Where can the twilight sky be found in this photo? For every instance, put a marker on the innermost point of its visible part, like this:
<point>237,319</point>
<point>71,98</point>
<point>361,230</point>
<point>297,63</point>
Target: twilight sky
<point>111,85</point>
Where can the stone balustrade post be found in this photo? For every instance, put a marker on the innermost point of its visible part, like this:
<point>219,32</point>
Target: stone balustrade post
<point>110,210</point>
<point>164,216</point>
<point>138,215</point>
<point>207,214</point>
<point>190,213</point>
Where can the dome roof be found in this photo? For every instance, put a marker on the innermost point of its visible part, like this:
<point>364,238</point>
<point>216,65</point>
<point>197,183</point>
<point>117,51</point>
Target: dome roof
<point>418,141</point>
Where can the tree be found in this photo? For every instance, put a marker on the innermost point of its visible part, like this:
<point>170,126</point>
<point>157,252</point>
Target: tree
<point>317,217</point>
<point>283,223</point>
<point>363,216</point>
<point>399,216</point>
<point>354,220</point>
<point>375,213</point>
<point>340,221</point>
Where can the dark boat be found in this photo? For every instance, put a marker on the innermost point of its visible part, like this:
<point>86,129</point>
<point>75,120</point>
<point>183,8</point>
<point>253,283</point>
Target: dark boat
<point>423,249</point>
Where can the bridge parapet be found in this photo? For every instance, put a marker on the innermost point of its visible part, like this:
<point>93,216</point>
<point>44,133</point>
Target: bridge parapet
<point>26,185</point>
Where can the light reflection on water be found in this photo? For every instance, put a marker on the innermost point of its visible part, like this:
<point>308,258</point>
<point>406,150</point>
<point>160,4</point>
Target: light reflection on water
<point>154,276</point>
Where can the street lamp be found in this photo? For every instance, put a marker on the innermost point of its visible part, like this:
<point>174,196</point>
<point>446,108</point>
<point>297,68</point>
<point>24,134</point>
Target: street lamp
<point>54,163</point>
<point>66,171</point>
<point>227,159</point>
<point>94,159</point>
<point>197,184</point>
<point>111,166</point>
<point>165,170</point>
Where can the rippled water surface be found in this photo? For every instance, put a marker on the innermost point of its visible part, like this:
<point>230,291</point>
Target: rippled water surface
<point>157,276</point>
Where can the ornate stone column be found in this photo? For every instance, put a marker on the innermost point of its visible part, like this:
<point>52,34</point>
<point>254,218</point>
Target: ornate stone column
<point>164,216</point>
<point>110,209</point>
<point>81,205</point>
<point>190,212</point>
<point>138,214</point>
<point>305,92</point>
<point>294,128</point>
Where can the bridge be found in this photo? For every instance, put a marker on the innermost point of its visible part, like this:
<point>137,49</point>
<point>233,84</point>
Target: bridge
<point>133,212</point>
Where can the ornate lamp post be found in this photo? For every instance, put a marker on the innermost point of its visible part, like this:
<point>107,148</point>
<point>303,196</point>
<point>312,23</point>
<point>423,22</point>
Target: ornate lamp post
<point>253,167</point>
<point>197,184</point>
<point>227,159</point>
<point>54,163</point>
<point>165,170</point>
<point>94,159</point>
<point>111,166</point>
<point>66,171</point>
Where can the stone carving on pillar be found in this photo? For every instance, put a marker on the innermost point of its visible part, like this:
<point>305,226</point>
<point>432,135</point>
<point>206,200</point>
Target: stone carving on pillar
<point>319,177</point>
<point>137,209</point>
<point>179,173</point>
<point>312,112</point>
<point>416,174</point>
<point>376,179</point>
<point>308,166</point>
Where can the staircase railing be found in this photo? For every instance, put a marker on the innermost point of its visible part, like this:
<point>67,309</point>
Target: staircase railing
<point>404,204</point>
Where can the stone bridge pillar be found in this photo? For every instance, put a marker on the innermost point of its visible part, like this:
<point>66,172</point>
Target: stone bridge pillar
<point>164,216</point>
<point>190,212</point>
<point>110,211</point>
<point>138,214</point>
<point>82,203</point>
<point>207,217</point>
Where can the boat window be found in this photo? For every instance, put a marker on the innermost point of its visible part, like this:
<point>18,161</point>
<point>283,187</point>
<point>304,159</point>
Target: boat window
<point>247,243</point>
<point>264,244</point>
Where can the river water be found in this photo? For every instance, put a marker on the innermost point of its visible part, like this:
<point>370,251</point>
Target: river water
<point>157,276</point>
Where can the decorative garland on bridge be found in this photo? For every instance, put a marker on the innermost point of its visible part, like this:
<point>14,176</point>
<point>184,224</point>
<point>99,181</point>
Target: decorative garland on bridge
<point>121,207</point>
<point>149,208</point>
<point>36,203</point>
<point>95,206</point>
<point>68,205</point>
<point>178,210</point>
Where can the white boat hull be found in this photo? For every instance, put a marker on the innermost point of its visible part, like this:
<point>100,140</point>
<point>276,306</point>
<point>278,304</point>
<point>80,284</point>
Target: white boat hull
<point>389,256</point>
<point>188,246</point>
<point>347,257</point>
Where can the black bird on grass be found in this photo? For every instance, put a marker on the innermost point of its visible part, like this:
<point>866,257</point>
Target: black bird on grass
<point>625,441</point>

----------------------------------------

Every entry above should be retyped exactly as shown.

[FINAL RESULT]
Where can the twilight sky be found in this photo? For every instance, put a marker on the innermost point of its visible part, like this:
<point>237,319</point>
<point>71,98</point>
<point>361,230</point>
<point>297,63</point>
Target: twilight sky
<point>111,85</point>
Where can the stone balustrade post be found in this photo? For every instance, put a marker on the innermost point of its visible part, like this:
<point>219,32</point>
Target: stone balustrade post
<point>110,210</point>
<point>164,216</point>
<point>138,215</point>
<point>207,214</point>
<point>190,213</point>
Where can the dome roof be found in this photo? For every instance, put a marker on the innermost point of its visible part, like this:
<point>364,238</point>
<point>216,65</point>
<point>197,183</point>
<point>117,51</point>
Target: dome roof
<point>418,141</point>
Where can the tree be found in this photo? For every instance, put a marker on the innermost point of its visible part, like this:
<point>170,126</point>
<point>157,252</point>
Target: tree
<point>317,217</point>
<point>283,223</point>
<point>363,216</point>
<point>399,216</point>
<point>354,220</point>
<point>375,213</point>
<point>340,221</point>
Where can the dark boat be found in this photo? For every instance, put a marker on the innermost point of its visible part, like this:
<point>86,129</point>
<point>75,120</point>
<point>183,8</point>
<point>253,283</point>
Target: dark boat
<point>423,249</point>
Where can the bridge parapet be found in this photo? For every instance, put a marker on the innermost point of its visible part, like this:
<point>93,216</point>
<point>44,133</point>
Target: bridge parapet
<point>26,185</point>
Where can the light reflection on water be found in this photo? For every instance, put a marker on the innermost point of its visible part, like this:
<point>308,258</point>
<point>406,150</point>
<point>160,4</point>
Target: light reflection on water
<point>154,276</point>
Where can the street lamp be found in this photo? For every instance, put a marker on the innermost point of its visible part, like this:
<point>174,196</point>
<point>446,108</point>
<point>297,68</point>
<point>24,134</point>
Target: street lamp
<point>54,163</point>
<point>66,171</point>
<point>227,159</point>
<point>94,159</point>
<point>197,184</point>
<point>111,166</point>
<point>165,170</point>
Where can the rippled water surface be found in this photo? For every instance, put a marker on the innermost point of its visible part, like this:
<point>230,291</point>
Target: rippled water surface
<point>157,276</point>
Where can the ornate stone column be found in this photo? For every instance, put a marker on the innermost point of its visible part, like this:
<point>52,34</point>
<point>254,218</point>
Target: ornate stone column
<point>164,216</point>
<point>110,209</point>
<point>81,205</point>
<point>190,212</point>
<point>138,214</point>
<point>305,92</point>
<point>294,128</point>
Where can the bridge be found in this photo? For every instance, put a marker on the innermost point of its visible part, like this:
<point>137,49</point>
<point>233,84</point>
Target: bridge
<point>133,212</point>
Where can the ornate lamp post be found in this photo? For every instance, put a marker on the innermost point of its visible part, like this:
<point>107,148</point>
<point>303,196</point>
<point>312,23</point>
<point>423,22</point>
Target: ornate lamp post
<point>253,167</point>
<point>197,184</point>
<point>227,159</point>
<point>54,163</point>
<point>165,170</point>
<point>94,159</point>
<point>111,166</point>
<point>66,171</point>
Where can the stone carving on pillar be found in this photo? For every instance, put a marker on the innermost point of its visible part, like this:
<point>305,226</point>
<point>432,135</point>
<point>206,200</point>
Target: stone carving on pillar
<point>319,177</point>
<point>137,209</point>
<point>179,173</point>
<point>312,112</point>
<point>416,174</point>
<point>376,179</point>
<point>308,166</point>
Where can the staircase railing be found in this photo? For every instance, put a marker on the innermost point of its visible part, like this:
<point>67,309</point>
Target: staircase railing
<point>404,204</point>
Where can the stone bridge pillar be found in this photo? For every instance, put a marker on the innermost point of its visible part, like this:
<point>66,172</point>
Target: stone bridge pillar
<point>164,216</point>
<point>190,212</point>
<point>110,211</point>
<point>138,214</point>
<point>82,203</point>
<point>207,217</point>
Where can the boat window be found in this photo? For every instance, put a marker on the innermost point of its visible part, like this:
<point>18,161</point>
<point>283,187</point>
<point>304,159</point>
Target: boat window
<point>247,243</point>
<point>264,244</point>
Where can the river water be found in this photo? For every instance, put a marker on the innermost point of its visible part, like this:
<point>370,251</point>
Target: river water
<point>157,276</point>
Where can the decorative garland on bridge be found in this photo? For every instance, put a marker on the innermost point of its visible part, like this:
<point>14,176</point>
<point>184,224</point>
<point>99,181</point>
Target: decorative garland on bridge
<point>121,207</point>
<point>149,208</point>
<point>36,203</point>
<point>95,206</point>
<point>68,205</point>
<point>178,210</point>
Where can the white boat hull be found in this photo? For every instance, put a marker on the innermost point of its visible part, like this:
<point>100,140</point>
<point>276,306</point>
<point>278,304</point>
<point>80,284</point>
Target: white boat hull
<point>389,256</point>
<point>188,246</point>
<point>347,257</point>
Where can the black bird on grass be found in this photo? For every instance, put a marker on the innermost point of its visible part, like this:
<point>866,257</point>
Target: black bird on grass
<point>625,441</point>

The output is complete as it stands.